● **Available records**:
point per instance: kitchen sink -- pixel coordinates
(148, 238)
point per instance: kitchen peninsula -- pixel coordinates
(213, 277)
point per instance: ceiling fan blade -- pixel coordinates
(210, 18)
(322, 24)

● **What to produce**: Give the lines above as a two-column CSV with the headers label_text and answer. Make one row per line, with the line's text under label_text and its answer under answer, each in a quoted field, and replace any line breaks inside a field with spaces.

● **Expected answer**:
label_text,answer
"point per instance: kitchen sink -- pixel coordinates","(148, 238)"
"point per instance: kitchen peninsula -- pixel coordinates","(213, 277)"
"point per instance: ceiling fan blade -- pixel coordinates","(210, 18) (322, 24)"